WORK ORDER 1
According to the paper on South American convection, where is there a local minimum in OLR variance even though mean convection is at its maximum there?
WORK ORDER 2
Copy the paper on South American convection, starting with "Tércio Ambrizzi" and going on through "Prediction (NCEP) Reanalysis.".
WORK ORDER 3
Proceed with the paper on South American convection, starting after its last sentence.

Submonthly Convective Variability over South America and the South Atlantic Convergence Zone

Brant Liebmann
Climate Diagnostics Center, University of Colorado, Boulder, Colorado

George N. Kiladis
Aeronomy Laboratory, National Oceanic and Atmospheric Administratio, Boulder, Colorado

José A. Marengo
Center for Weather Forecasts and Climate Studies, National Institute for Space Studies, Cachoeira Paulista, Brazil

Tércio Ambrizzi
Department of Atmospheric Sciences, University of São Paulo, São Paulo, Brazil

John D. Glick
Climate Diagnostics Center, University of Colorado, Boulder, Colorado

(Manuscript received 14 March 1998, in final form 22 June 1998)

Abstract

Relationships between deep convection over South America and the atmospheric circulation are examined, with emphasis on submonthly variations of the South Atlantic convergence zone (SACZ) during Austral summer. Outgoing longwave radiation (OLR) is used as a proxy for convection, while the associated circulation patterns are depicted by the National Centers for Environmental Prediction (NCEP) Reanalysis.

Over South America and the adjacent oceans, OLR fluctuations with periods less than 90 days show maximum variance in the SACZ and over central South America during December through February. There is a local minimum in variance over the southern Amazon Basin, where mean convection is at a maximum. OLR spectra display several statistically relevant peaks corresponding to periods less than 30 days over tropical South America, with the relative proportion of higher frequency power increasing as the base grid point is moved to the southeast within the SACZ.

Correlations between submonthly (2-30 day) OLR in the vicinity of the SACZ and 200 mb streamfunction reveal the preferred path of Rossby wave energy impinging on the SACZ from the midlatitudes of the Southern Hemisphere. Episodes of enhanced convection within the SACZ, indicated by negative OLR anomalies, occur at the leading edge of upper-level troughs propagating into the region. The corresponding pattern at 850 mb reveals that the disturbances are nearly equivalent barotropic west of South America, but tilt westward with height in the region of the SACZ. Negative low-level temperature anomalies lie to the southwest of the convection. The results are consistent with baroclinic development along an associated cold front.

(Collection entries)
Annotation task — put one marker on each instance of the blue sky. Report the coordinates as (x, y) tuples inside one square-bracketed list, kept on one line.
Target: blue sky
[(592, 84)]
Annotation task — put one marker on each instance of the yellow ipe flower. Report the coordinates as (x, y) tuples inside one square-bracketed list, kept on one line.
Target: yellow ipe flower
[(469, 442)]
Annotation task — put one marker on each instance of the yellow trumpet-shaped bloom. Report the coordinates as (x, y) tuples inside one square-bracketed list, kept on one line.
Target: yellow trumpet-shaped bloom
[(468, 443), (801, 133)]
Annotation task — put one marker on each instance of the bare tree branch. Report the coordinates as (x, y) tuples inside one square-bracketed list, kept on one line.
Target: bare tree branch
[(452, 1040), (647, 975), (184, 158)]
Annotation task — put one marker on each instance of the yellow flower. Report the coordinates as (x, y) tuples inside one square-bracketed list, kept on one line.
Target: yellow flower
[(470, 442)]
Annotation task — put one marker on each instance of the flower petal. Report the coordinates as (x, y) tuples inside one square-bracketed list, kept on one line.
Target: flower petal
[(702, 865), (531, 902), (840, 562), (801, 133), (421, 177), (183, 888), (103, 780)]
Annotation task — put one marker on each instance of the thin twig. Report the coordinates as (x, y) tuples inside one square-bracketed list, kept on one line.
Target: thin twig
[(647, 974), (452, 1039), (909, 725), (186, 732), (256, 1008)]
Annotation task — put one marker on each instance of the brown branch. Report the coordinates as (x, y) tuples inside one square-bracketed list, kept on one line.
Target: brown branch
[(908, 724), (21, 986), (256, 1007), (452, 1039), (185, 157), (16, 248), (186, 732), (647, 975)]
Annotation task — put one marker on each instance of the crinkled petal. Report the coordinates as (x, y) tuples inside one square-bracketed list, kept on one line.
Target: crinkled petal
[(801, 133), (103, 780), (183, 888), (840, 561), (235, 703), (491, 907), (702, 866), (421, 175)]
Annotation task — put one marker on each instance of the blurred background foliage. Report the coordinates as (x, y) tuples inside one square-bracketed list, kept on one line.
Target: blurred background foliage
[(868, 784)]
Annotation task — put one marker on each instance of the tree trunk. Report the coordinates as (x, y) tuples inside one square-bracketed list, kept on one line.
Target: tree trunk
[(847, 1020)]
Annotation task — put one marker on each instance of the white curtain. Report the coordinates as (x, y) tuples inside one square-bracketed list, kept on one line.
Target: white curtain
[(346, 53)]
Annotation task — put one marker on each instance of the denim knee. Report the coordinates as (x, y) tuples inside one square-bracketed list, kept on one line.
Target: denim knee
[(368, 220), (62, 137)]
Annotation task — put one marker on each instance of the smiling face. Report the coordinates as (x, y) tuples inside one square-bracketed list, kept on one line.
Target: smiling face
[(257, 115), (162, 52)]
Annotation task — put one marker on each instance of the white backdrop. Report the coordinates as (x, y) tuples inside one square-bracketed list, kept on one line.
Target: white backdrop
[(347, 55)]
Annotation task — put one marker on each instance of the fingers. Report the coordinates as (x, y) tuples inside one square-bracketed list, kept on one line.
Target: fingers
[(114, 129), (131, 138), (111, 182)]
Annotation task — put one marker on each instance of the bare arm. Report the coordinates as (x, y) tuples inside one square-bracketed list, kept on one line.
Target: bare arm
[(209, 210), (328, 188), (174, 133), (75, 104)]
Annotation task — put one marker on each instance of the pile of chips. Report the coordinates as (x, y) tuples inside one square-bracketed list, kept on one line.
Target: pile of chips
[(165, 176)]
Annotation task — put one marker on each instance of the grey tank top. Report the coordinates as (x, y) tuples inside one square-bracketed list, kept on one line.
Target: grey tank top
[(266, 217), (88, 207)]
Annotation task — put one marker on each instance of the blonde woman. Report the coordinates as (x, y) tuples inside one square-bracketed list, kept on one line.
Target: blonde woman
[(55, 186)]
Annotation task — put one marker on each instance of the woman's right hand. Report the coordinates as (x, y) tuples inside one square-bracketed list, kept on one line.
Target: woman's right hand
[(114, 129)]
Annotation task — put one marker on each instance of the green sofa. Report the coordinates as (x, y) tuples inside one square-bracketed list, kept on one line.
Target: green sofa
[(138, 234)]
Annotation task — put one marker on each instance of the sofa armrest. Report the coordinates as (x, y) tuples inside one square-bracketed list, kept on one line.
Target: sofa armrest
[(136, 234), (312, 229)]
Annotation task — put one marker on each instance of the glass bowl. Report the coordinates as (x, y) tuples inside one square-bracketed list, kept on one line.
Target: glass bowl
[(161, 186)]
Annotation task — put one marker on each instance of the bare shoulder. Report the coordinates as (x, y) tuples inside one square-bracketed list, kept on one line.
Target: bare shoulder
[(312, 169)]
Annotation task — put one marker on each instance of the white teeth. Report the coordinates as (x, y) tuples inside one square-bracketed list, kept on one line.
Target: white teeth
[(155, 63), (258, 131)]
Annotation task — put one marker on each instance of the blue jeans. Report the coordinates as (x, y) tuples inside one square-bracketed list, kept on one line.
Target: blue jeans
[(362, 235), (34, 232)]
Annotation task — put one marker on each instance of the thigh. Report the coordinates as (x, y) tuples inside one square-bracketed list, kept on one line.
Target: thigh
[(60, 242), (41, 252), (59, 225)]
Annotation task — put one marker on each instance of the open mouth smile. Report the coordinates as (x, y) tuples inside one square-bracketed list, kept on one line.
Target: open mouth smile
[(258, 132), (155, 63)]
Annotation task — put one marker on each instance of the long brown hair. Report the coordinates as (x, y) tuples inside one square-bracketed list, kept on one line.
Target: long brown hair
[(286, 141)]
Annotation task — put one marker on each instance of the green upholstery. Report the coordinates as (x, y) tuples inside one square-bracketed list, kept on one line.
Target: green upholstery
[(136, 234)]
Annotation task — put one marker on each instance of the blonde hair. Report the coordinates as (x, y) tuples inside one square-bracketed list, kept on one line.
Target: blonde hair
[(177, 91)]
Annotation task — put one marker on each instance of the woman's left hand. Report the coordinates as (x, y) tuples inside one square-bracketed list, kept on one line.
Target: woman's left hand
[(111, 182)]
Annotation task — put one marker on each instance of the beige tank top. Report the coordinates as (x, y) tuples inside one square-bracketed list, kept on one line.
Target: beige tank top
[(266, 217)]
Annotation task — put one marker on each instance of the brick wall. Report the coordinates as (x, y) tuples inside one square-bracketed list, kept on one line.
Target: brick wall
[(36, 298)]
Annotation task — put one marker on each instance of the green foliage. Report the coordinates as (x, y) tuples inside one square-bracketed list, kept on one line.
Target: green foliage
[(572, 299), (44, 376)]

TASK RESULT 1
Over the southern Amazon Basin.

TASK RESULT 2
Tércio Ambrizzi
Department of Atmospheric Sciences, University of São Paulo, São Paulo, Brazil

John D. Glick
Climate Diagnostics Center, University of Colorado, Boulder, Colorado

(Manuscript received 14 March 1998, in final form 22 June 1998)

Abstract

Relationships between deep convection over South America and the atmospheric circulation are examined, with emphasis on submonthly variations of the South Atlantic convergence zone (SACZ) during Austral summer. Outgoing longwave radiation (OLR) is used as a proxy for convection, while the associated circulation patterns are depicted by the National Centers for Environmental Prediction (NCEP) Reanalysis.

TASK RESULT 3
Convection over the southwestern Amazon basin on submonthly time scales is seen to progress into the region from the south. Upper-level anomalies, which at times may play a role in the initiation of the convection, move eastward and rapidly become decoupled from the convection. Low-level cold air along the eastern flank of the Andes appears linked to the convection as it moves northward. In contrast, convection over the southeastern Amazon is accompanied by disturbances moving into the area from the Atlantic, but there is little sign of a low-level temperature anomaly. In this case convection seems to result in cross-equatorial outflow into the North Atlantic, rather than be the result of forcing from the extratropics.

We speculate that the relatively stable position of the SACZ is associated with a Rossby wave guide, which ultimately is related to the large-scale circulation driven by sources and sinks of diabatic heating. It also appears that the SACZ forms when the northwesterly flow associated with a low-level trough is able to tap moisture from the Amazon.